**Information**
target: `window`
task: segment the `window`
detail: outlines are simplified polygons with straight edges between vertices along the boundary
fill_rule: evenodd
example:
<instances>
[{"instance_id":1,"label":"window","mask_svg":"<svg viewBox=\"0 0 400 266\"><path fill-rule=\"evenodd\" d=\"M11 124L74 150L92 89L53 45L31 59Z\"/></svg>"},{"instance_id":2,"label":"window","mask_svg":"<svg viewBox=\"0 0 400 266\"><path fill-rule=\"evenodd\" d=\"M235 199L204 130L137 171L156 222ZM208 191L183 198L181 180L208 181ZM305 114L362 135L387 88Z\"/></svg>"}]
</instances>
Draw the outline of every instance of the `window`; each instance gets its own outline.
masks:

**Work order**
Output must consist only of the listing's lines from the first through the line with "</instances>", reproduced word for word.

**Answer for this exercise**
target: `window`
task: segment the `window`
detail: outlines are simplified polygons with straight edges between vertices along the boundary
fill_rule: evenodd
example:
<instances>
[{"instance_id":1,"label":"window","mask_svg":"<svg viewBox=\"0 0 400 266\"><path fill-rule=\"evenodd\" d=\"M11 124L74 150L92 89L53 45L31 59Z\"/></svg>"},{"instance_id":2,"label":"window","mask_svg":"<svg viewBox=\"0 0 400 266\"><path fill-rule=\"evenodd\" d=\"M235 199L204 130L137 171L156 222ZM208 191L183 198L181 180L208 181ZM305 114L362 135L387 88Z\"/></svg>"}]
</instances>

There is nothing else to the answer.